-- Given task 1 --
Copy the dataset rows verbatim, starting at the first row and ending at the row that contains "POLYGON ((231 143, 237", with both of those rows included.

Usefulness of .pipe()¶

Niwako Sugimura, Ph.D., Shad Sharma, MASc., Houda Aynaou, MA

My name is Niwako, and I worked with Shad and Houda on this Datathon. Today, we’re going to talk about the .pipe() method, which we used to help keep our code tidy.

Challenges in working on an ML project¶

  • Notebooks get messy with lots of data exploration and preprocessing
  • Can be hard to keep track of transformation applied to dataframe
  • Have to ensure that same sets of changes are applied to train, test, and unlabeled sets

Definition¶

DataFrame.pipe(func, *args, **kwargs)
  • Takes a function whose first argument is the dataframe
  • Transforms the dataframe in some way
  • Returns the transformed dataframe
In [ ]:
def func(df, args):
    transformed_df = transform(df, args)
    return transformed_df

Usage¶

In [ ]:
transformed_df = (
    df.pipe(func, args)
    .pipe(some_other_func, other_args)
    .pipe(yet_another_func, yet_more_args)
)

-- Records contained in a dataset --
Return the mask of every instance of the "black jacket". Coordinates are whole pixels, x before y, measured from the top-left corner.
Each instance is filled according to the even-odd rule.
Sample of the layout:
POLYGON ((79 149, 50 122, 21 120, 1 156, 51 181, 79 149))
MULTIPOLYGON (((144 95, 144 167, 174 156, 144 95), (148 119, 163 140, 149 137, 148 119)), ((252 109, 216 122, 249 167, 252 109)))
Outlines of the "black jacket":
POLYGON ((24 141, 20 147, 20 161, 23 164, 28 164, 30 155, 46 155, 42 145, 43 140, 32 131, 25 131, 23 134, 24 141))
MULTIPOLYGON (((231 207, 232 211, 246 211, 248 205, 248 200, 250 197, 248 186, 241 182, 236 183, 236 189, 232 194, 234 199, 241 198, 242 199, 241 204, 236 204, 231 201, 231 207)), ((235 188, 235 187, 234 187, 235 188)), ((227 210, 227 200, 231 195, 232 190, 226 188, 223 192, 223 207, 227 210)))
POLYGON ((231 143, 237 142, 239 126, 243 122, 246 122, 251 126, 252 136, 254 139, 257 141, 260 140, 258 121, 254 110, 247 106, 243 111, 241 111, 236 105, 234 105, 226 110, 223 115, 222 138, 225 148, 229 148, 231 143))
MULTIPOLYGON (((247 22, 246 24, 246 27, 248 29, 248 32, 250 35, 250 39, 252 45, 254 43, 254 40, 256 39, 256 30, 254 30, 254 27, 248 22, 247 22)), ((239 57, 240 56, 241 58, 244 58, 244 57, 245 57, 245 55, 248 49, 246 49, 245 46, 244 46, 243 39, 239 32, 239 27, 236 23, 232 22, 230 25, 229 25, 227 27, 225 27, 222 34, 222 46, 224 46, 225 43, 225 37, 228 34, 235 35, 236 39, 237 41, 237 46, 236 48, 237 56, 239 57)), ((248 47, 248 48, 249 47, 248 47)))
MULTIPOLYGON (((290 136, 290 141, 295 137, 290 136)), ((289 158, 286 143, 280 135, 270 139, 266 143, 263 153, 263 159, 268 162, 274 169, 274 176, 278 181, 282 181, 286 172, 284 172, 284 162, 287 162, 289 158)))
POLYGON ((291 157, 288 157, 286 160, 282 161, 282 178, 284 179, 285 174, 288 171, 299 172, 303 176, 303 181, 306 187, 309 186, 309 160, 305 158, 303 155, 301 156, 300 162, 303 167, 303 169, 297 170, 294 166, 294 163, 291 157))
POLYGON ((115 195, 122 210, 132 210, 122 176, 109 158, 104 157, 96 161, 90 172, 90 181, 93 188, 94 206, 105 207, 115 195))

-- Given task 2 --
According to the page on the .pipe() method, why did the authors use that method during the Datathon?

-- Written solution 1 --
Return the mask of every instance of the "black jacket". Coordinates are whole pixels, x before y, measured from the top-left corner.
Each instance is filled according to the even-odd rule.
Sample of the layout:
POLYGON ((79 149, 50 122, 21 120, 1 156, 51 181, 79 149))
MULTIPOLYGON (((144 95, 144 167, 174 156, 144 95), (148 119, 163 140, 149 137, 148 119)), ((252 109, 216 122, 249 167, 252 109)))
Outlines of the "black jacket":
POLYGON ((24 141, 20 147, 20 161, 23 164, 28 164, 30 155, 46 155, 42 145, 43 140, 32 131, 25 131, 23 134, 24 141))
MULTIPOLYGON (((231 207, 232 211, 246 211, 248 205, 248 200, 250 197, 248 186, 241 182, 236 183, 236 189, 232 194, 234 199, 241 198, 242 199, 241 204, 236 204, 231 201, 231 207)), ((235 188, 235 187, 234 187, 235 188)), ((227 210, 227 200, 231 195, 232 190, 226 188, 223 192, 223 207, 227 210)))
POLYGON ((231 143, 237 142, 239 126, 243 122, 246 122, 251 126, 252 136, 254 139, 257 141, 260 140, 258 121, 254 110, 247 106, 243 111, 241 111, 236 105, 234 105, 226 110, 223 115, 222 138, 225 148, 229 148, 231 143))

-- Written solution 2 --
They used the .pipe() method to help keep their code tidy.